### EXERCISE BRIEF
Continue the study abstract on adolescent physical activity and later adenoma risk from its last sentence.

### TEXT SEGMENT
----

Background: Physical activity during adulthood has been consistently associated with lower risk of colorectal cancers, but whether physical activity during adolescence may also play a role in colorectal carcinogenesis is unclear.
Methods: We included 28,250 women in the Nurses' Health Study II who provided data on physical activity during adolescence (ages 12-22 years) in 1997 and underwent lower bowel endoscopy (1998-2011). We used logistic regression models for clustered data to examine the association between physical activity during adolescence and risk of adenoma later in life.

----

### DATASET EXTRACT
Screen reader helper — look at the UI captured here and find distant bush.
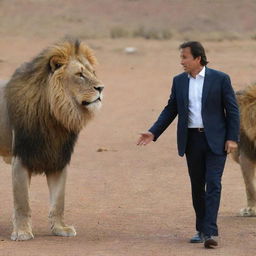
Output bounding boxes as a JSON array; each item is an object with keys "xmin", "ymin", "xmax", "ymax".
[
  {"xmin": 132, "ymin": 27, "xmax": 172, "ymax": 40},
  {"xmin": 110, "ymin": 27, "xmax": 129, "ymax": 38}
]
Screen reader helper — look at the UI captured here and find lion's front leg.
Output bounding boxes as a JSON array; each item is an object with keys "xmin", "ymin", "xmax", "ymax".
[
  {"xmin": 11, "ymin": 157, "xmax": 34, "ymax": 241},
  {"xmin": 47, "ymin": 168, "xmax": 76, "ymax": 236},
  {"xmin": 239, "ymin": 153, "xmax": 256, "ymax": 217}
]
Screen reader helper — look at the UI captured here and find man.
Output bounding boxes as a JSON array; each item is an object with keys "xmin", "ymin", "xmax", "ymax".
[{"xmin": 137, "ymin": 41, "xmax": 239, "ymax": 248}]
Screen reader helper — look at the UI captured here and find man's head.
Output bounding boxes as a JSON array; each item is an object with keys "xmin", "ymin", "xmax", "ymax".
[{"xmin": 179, "ymin": 41, "xmax": 208, "ymax": 75}]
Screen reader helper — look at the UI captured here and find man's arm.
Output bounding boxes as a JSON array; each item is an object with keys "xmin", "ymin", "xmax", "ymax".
[
  {"xmin": 137, "ymin": 79, "xmax": 178, "ymax": 146},
  {"xmin": 149, "ymin": 78, "xmax": 178, "ymax": 141}
]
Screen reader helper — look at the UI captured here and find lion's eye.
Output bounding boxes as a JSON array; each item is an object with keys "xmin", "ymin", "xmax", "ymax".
[{"xmin": 76, "ymin": 72, "xmax": 85, "ymax": 79}]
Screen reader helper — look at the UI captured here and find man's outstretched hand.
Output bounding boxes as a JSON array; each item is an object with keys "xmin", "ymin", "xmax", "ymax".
[{"xmin": 137, "ymin": 132, "xmax": 154, "ymax": 146}]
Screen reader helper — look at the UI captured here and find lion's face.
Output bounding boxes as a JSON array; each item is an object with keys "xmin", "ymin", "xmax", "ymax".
[
  {"xmin": 63, "ymin": 58, "xmax": 104, "ymax": 111},
  {"xmin": 48, "ymin": 41, "xmax": 104, "ymax": 131}
]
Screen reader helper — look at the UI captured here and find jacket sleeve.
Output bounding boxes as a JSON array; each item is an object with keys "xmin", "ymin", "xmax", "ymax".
[
  {"xmin": 222, "ymin": 75, "xmax": 240, "ymax": 142},
  {"xmin": 149, "ymin": 78, "xmax": 178, "ymax": 141}
]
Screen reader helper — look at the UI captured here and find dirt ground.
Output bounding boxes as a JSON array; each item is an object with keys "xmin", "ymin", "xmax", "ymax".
[{"xmin": 0, "ymin": 37, "xmax": 256, "ymax": 256}]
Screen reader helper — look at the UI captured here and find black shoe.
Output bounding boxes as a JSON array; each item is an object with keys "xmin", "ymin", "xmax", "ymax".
[
  {"xmin": 190, "ymin": 231, "xmax": 204, "ymax": 243},
  {"xmin": 204, "ymin": 236, "xmax": 218, "ymax": 249}
]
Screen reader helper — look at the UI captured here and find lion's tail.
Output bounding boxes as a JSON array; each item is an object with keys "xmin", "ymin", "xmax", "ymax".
[{"xmin": 231, "ymin": 150, "xmax": 240, "ymax": 164}]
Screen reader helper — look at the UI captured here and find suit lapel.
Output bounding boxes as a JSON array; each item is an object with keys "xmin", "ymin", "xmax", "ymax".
[
  {"xmin": 183, "ymin": 73, "xmax": 189, "ymax": 110},
  {"xmin": 202, "ymin": 67, "xmax": 211, "ymax": 107}
]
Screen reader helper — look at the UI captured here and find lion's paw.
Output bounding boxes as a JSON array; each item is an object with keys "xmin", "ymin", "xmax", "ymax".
[
  {"xmin": 240, "ymin": 207, "xmax": 256, "ymax": 217},
  {"xmin": 52, "ymin": 226, "xmax": 76, "ymax": 236},
  {"xmin": 11, "ymin": 231, "xmax": 34, "ymax": 241}
]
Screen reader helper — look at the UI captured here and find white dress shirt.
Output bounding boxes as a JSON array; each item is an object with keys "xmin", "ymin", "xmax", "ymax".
[{"xmin": 188, "ymin": 67, "xmax": 205, "ymax": 128}]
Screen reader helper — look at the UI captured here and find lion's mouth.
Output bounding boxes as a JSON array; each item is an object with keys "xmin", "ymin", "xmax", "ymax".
[{"xmin": 82, "ymin": 97, "xmax": 101, "ymax": 106}]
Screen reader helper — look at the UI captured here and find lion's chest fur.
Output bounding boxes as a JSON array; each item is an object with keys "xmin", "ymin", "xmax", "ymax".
[{"xmin": 13, "ymin": 123, "xmax": 78, "ymax": 173}]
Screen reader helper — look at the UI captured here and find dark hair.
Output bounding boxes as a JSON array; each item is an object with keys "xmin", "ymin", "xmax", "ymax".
[{"xmin": 179, "ymin": 41, "xmax": 208, "ymax": 66}]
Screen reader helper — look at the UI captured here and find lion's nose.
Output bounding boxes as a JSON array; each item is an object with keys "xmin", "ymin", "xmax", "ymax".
[{"xmin": 94, "ymin": 86, "xmax": 104, "ymax": 92}]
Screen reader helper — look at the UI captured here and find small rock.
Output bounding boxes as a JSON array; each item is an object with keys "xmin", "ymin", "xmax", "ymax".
[
  {"xmin": 124, "ymin": 47, "xmax": 138, "ymax": 54},
  {"xmin": 97, "ymin": 148, "xmax": 108, "ymax": 152}
]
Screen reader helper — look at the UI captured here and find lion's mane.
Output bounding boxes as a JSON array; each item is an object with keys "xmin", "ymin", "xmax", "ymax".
[
  {"xmin": 5, "ymin": 40, "xmax": 96, "ymax": 173},
  {"xmin": 235, "ymin": 85, "xmax": 256, "ymax": 162}
]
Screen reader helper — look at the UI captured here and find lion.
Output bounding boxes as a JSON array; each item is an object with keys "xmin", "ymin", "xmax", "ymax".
[
  {"xmin": 232, "ymin": 86, "xmax": 256, "ymax": 217},
  {"xmin": 0, "ymin": 39, "xmax": 104, "ymax": 240}
]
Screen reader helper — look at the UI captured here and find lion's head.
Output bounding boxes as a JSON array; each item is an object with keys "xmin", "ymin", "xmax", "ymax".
[
  {"xmin": 7, "ymin": 39, "xmax": 103, "ymax": 132},
  {"xmin": 5, "ymin": 40, "xmax": 103, "ymax": 173}
]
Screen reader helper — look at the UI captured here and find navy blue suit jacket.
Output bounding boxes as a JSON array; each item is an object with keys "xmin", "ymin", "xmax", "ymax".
[{"xmin": 149, "ymin": 67, "xmax": 239, "ymax": 156}]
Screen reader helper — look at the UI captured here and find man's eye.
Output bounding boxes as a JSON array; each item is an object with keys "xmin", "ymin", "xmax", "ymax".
[{"xmin": 76, "ymin": 72, "xmax": 85, "ymax": 78}]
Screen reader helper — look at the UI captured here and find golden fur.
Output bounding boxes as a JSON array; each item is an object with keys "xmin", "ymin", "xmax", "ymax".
[
  {"xmin": 0, "ymin": 39, "xmax": 103, "ymax": 240},
  {"xmin": 232, "ymin": 86, "xmax": 256, "ymax": 216}
]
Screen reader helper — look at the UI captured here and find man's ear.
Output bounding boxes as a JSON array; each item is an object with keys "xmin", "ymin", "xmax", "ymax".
[
  {"xmin": 49, "ymin": 56, "xmax": 63, "ymax": 73},
  {"xmin": 196, "ymin": 56, "xmax": 202, "ymax": 63}
]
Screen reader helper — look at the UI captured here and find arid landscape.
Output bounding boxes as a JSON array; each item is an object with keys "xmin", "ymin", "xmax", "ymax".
[{"xmin": 0, "ymin": 0, "xmax": 256, "ymax": 256}]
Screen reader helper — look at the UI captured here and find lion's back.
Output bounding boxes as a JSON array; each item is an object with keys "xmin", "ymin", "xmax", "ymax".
[{"xmin": 0, "ymin": 80, "xmax": 12, "ymax": 156}]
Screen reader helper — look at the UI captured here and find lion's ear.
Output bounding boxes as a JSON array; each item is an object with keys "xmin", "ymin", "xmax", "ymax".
[{"xmin": 49, "ymin": 56, "xmax": 63, "ymax": 73}]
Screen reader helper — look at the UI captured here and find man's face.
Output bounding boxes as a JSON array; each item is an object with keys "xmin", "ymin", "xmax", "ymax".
[{"xmin": 180, "ymin": 47, "xmax": 201, "ymax": 74}]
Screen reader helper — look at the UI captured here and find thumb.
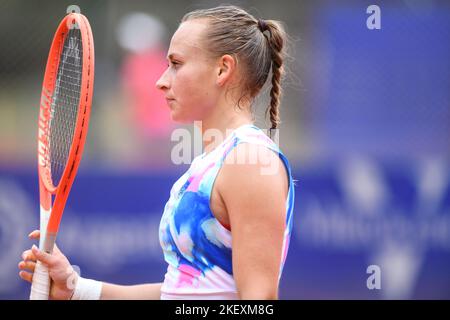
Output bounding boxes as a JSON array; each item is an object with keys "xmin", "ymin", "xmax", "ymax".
[{"xmin": 31, "ymin": 244, "xmax": 55, "ymax": 266}]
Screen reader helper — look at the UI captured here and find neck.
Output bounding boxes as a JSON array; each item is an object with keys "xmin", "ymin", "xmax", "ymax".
[{"xmin": 196, "ymin": 105, "xmax": 253, "ymax": 153}]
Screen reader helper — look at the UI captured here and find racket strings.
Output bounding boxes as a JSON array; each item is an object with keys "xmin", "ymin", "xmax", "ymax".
[{"xmin": 49, "ymin": 28, "xmax": 83, "ymax": 186}]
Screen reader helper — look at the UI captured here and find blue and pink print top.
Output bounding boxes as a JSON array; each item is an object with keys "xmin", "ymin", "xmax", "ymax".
[{"xmin": 159, "ymin": 124, "xmax": 294, "ymax": 299}]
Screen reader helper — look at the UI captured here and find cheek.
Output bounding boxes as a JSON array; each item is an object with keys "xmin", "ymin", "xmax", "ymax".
[{"xmin": 173, "ymin": 68, "xmax": 217, "ymax": 120}]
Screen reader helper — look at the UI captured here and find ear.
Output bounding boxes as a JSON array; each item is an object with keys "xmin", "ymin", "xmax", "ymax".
[{"xmin": 216, "ymin": 54, "xmax": 236, "ymax": 86}]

----

### TASK RESPONSE
Results: Physical activity during adolescence was inversely associated with risk of colorectal adenoma (2373 cases), independent of physical activity during adulthood. The multivariable-adjusted odds ratio (OR) of adenoma was 0.89 (95% CI 0.77-1.02; Ptrend = 0.03) comparing women with ≥ 72 metabolic equivalent of tasks-hours/week (MET-h/week) to < 21 MET-h/week. Women with high physical activity during both adolescence (≥53.3 MET-h/week) and adulthood (≥23.1 MET-h/week) had significantly lower risk of adenoma (all adenomas: OR 0.76; 95% CI 0.66-0.88; advanced adenoma: OR 0.61; 95% CI 0.45-0.82) compared to women with low physical activity during both stages of life.
Conclusions: Our findings suggest that physical activity during adolescence may lower the risk of colorectal adenoma later in life.